提示文:
Welcome to AFS YP15

佐分利明子

佐分利明子

佐分利明子

Elmer L.Meyers High School
Wilkes-Barre, Pennsylvania

「AFSの思い出」

思い出とはなんだろう。次から次へ生まれ出る「この一瞬」は、流れる星のように私たちから遠ざかり、遠い過去へと追いやられてゆく。容赦のない時の流れの中で、思い出は記憶の襞にまぎれこみ、恐ろしい程の速さで堆積してゆく新しい過去に埋もれ、発掘されることもないまま忘れ去られてゆく。
偶然、パソコン上にAFS15期生の文集を見つけたときの小さな驚き、心の震え。みるみるうちに懐かしさが濁流のように私を襲ってきた。AFS,「えー・えふ・えす」と声に出してみる。なんと懐かしい響き!読み進むうちに、私の心の中に44年前のあの心臓の高鳴りを伴う興奮が蘇ってきた。それは同時に胸が痛くなるほどのせつなさでもあった。あの情熱、あの一途さ、あの純粋さ。振り返ることもせずに走り抜けるようにして生きてきたこの何十年。あの一年は心のずっと奥にしまわれたまま、時折、古ぼけた写真のような情景や断片的な映像が、頭の中に浮かび上がり通りすぎていっただけで、その記憶を綿密に辿ろうとしたことはなかった。この文集のサイトを見つけるまでは。。。

始まり
英語が好き!アメリカにいきたい!それだけの思いで受けた試験。

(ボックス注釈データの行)
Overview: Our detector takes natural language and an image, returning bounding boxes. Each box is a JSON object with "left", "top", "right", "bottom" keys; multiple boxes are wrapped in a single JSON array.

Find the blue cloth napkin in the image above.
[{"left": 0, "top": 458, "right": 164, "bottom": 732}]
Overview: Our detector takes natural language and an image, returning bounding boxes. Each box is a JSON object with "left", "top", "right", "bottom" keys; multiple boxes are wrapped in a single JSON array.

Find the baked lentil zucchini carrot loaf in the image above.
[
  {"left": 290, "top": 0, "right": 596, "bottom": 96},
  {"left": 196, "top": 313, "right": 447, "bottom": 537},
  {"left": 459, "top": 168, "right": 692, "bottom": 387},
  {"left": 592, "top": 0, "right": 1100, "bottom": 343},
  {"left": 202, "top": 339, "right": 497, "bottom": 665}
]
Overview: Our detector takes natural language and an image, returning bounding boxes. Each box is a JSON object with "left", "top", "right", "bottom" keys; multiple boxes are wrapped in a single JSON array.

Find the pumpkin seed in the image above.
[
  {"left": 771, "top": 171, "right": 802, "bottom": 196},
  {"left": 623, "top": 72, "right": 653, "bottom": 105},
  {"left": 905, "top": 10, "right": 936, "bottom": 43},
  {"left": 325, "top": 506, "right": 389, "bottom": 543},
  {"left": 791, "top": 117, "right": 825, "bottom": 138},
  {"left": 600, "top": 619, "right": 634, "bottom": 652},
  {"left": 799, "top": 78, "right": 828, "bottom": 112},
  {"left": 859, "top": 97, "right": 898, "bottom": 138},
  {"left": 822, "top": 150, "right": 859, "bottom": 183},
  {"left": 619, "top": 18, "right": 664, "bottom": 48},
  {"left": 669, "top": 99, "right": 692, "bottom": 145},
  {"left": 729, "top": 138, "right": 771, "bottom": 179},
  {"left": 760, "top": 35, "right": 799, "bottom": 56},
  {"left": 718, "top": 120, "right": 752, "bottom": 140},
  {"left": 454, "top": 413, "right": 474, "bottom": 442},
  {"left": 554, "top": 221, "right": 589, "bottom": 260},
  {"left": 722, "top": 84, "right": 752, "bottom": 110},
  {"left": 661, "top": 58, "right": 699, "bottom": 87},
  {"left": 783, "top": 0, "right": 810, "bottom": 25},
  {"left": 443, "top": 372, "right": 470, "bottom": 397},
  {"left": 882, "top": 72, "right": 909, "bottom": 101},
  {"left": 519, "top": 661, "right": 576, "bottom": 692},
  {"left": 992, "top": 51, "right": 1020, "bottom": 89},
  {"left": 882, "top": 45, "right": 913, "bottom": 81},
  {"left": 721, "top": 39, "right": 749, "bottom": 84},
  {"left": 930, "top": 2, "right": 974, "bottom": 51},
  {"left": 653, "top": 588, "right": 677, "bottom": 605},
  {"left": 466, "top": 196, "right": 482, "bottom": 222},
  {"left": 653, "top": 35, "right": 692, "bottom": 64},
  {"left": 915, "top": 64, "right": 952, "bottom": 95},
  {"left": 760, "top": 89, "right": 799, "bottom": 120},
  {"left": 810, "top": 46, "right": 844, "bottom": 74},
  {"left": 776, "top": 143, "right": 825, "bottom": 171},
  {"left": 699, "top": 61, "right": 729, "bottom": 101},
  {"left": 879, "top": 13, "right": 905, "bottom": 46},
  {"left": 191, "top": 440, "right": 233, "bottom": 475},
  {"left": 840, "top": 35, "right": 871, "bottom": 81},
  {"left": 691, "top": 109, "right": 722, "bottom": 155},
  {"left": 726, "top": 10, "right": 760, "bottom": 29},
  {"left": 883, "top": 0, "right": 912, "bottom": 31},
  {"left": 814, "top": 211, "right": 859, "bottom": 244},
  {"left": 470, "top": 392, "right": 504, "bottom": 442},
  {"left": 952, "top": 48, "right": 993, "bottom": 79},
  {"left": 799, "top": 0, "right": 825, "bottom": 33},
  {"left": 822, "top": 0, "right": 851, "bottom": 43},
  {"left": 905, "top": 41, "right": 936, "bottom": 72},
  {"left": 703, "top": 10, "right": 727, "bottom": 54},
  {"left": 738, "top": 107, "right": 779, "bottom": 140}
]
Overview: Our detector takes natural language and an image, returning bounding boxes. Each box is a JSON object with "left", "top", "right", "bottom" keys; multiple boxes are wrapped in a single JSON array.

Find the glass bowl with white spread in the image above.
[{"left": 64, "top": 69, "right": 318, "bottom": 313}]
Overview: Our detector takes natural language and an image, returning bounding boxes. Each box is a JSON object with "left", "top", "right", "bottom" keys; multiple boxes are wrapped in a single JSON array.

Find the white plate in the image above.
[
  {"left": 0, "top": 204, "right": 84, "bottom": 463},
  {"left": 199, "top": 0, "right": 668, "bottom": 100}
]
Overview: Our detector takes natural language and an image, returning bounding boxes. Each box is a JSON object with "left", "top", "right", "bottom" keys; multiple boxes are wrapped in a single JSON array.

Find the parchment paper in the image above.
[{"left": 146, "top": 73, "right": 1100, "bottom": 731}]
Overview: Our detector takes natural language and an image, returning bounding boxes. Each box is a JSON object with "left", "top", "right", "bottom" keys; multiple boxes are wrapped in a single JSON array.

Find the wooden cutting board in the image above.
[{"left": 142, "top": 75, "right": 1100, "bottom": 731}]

課題セット:
#1 AFSの思い出についての文章を読み、次の問いに答えてください。
(a) 文集を読み進むうちに、何年前の興奮が蘇ってきたと書かれていますか。
(b) パソコン上で偶然見つけたものは何ですか。
(c) 見出し「始まり」の下で、試験はどのような思いで受けたと書かれていますか。
#2 AFSの思い出についての文章を、最後の一文の後から書き継いでください。
この一覧はここでは使いません。

解答セット:
#1
(a) 44年前
(b) AFS15期生の文集
(c) 英語が好き、アメリカに行きたいという思いだけで受けた

#2
合格を知らされた日は、さわやかな秋の日だった。その夜、二階の自室の開け放った窓から、私はひとりで夜空を眺めた。清澄な十月の夜気を吸い込みながら、私は完璧な幸福感に包まれていた。今でもあの時と同じようなさわやかな秋の夜になると、幸せな気持ちが私の体を包んでくれる。
年が明け季節が変わり、オリエンテ―ションが始まり、いよいよAFS15期生としての活動が始まった。英語が好き、ただそれだけだった私は、全国から集まった高校生たちが英語の達人であるだけでなく、政治問題、社会問題、核問題にも興味を示し、堂々と自分の意見を述べることができるのを目のあたりにして、つまりAFS生とは全国から集まった優等生の集団であることを知り、恐れをなした。大変なことになったと思った。東京の女子校から参加した私は、均質化された空間にふわふわと浮かんでいるような生活をしていたのかも知れない。とはいうものの、七月の出発がだんだん近づいてくるにつれて、私の興奮と期待感はピークに達していった。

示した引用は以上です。